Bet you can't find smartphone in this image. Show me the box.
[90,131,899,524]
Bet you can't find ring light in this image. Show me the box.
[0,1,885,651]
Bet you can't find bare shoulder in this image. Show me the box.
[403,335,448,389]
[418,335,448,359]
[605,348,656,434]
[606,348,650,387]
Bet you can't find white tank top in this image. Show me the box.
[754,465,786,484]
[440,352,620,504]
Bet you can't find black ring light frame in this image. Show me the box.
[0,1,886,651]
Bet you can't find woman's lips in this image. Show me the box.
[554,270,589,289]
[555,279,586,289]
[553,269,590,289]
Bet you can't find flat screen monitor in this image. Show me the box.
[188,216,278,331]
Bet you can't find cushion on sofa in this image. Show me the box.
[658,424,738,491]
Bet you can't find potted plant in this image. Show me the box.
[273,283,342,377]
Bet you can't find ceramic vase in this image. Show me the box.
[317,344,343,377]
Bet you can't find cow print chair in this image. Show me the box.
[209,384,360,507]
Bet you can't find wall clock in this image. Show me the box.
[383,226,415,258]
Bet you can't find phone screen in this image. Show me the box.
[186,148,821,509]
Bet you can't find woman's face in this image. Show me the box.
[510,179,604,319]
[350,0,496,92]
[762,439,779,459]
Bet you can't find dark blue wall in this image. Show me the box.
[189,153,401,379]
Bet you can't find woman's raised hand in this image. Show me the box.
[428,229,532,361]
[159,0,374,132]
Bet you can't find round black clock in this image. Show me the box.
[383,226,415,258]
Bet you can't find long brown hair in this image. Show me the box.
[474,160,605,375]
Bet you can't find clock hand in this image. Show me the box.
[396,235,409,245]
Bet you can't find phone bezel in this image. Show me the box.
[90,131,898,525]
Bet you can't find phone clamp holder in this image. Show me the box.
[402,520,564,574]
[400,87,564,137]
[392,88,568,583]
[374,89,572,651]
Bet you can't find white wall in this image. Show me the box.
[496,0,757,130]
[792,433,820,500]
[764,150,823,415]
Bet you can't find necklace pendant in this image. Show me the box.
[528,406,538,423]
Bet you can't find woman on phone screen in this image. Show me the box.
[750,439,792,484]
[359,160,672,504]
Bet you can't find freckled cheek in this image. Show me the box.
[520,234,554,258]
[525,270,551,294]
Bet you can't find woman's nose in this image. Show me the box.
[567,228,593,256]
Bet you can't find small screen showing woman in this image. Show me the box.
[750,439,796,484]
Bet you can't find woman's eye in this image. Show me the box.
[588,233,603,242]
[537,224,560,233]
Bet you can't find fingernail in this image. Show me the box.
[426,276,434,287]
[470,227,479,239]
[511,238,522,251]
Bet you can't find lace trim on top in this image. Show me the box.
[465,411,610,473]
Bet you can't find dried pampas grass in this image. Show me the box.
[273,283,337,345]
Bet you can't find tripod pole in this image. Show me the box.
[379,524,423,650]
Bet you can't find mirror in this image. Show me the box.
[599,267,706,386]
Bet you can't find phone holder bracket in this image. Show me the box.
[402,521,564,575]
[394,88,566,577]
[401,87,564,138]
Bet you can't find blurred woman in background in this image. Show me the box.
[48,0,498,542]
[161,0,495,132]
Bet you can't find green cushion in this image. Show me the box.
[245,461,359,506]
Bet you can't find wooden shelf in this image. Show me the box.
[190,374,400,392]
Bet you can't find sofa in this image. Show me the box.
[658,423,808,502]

• [Exercise objective]:
Line by line, write out the records above exactly.

• [Answer to the problem]:
Bet you can't find smartphone in this image. Show me the box.
[90,131,899,524]
Bet you can't find ring light in this image. Show me the box.
[0,1,885,651]
Bet you can't find bare shoulder in this image. Show me the box.
[403,335,448,389]
[418,335,448,359]
[605,348,656,434]
[606,348,650,387]
Bet you can't find white tank top in this image. Show me the box.
[754,465,786,484]
[440,352,620,504]
Bet you can't find black ring light frame in this image. Show me the box.
[0,1,886,651]
Bet you can't find woman's lips in this image. Show me the box.
[554,270,589,289]
[555,279,586,289]
[553,269,590,289]
Bet you can't find flat screen monitor in this image. Show me the box.
[188,216,278,331]
Bet you can't find cushion on sofa in this image. Show me the box.
[658,424,738,491]
Bet you can't find potted plant in this image. Show me the box.
[273,283,342,377]
Bet you can't find ceramic vase in this image. Show me the box.
[317,344,343,377]
Bet you can't find cow print chair in this image. Show me the box.
[209,384,360,507]
Bet you can't find wall clock in this image. Show me the box.
[383,226,415,258]
Bet you can't find phone screen in this image. Show me the box.
[186,148,821,509]
Bet you can't find woman's face in this image. Show me the box.
[510,179,604,319]
[350,0,496,92]
[762,439,779,459]
Bet you can't find dark blue wall in this image. Show me the box.
[189,153,401,379]
Bet you can't find woman's raised hand in this image. Show me the box.
[428,229,532,361]
[159,0,374,132]
Bet you can't find round black clock in this image. Show me the box.
[383,226,415,258]
Bet you can't find long brown hair in this image. Show me the box.
[474,160,605,375]
Bet you can't find clock hand in this image. Show me the box.
[396,235,409,245]
Bet you can't find phone bezel in this image. Show me the box.
[90,131,898,525]
Bet you can't find phone clamp holder in this image. Show me the box.
[402,520,564,574]
[400,87,564,137]
[392,88,568,583]
[374,89,572,651]
Bet you can't find white wall in this image. Show me the box.
[496,0,757,130]
[792,433,820,500]
[764,150,823,415]
Bet you can't find necklace pendant in this image. Show me the box.
[528,406,538,423]
Bet you can't find woman on phone screen in this image. Show me the box.
[750,439,792,484]
[359,160,672,504]
Bet you can't find freckled cheek in this image. Show me the box.
[520,234,554,258]
[525,270,551,294]
Bet you can't find woman's nose in this image. Show me the box.
[567,228,593,256]
Bet you can't find small screen showing woman in this image. Show me the box.
[750,439,796,484]
Bet you can't find woman's eye in this image. Show me the box.
[588,233,603,242]
[537,224,560,233]
Bet you can't find fingernail in this image. Show me the box.
[426,276,434,287]
[470,227,479,239]
[511,238,522,251]
Bet you can't find lace trim on top in this image. Show me the box.
[465,411,610,473]
Bet you can't find dried pampas grass in this image. Show me the box.
[273,283,337,345]
Bet you can't find tripod pole in this image. Show me the box.
[379,524,423,650]
Bet you can't find mirror in this image. Show me the box.
[599,267,706,386]
Bet you can't find phone holder bracket in this image. Show me the box.
[402,521,564,575]
[394,88,566,577]
[401,87,564,138]
Bet you can't find blurred woman in background in this image. Show me the box.
[48,0,498,542]
[161,0,495,132]
Bet you can't find green cushion in this image. Show me the box.
[245,461,359,506]
Bet you can't find wooden shelf in this image. Show me the box.
[190,374,400,392]
Bet you can't find sofa in this image. Show me the box.
[658,423,808,502]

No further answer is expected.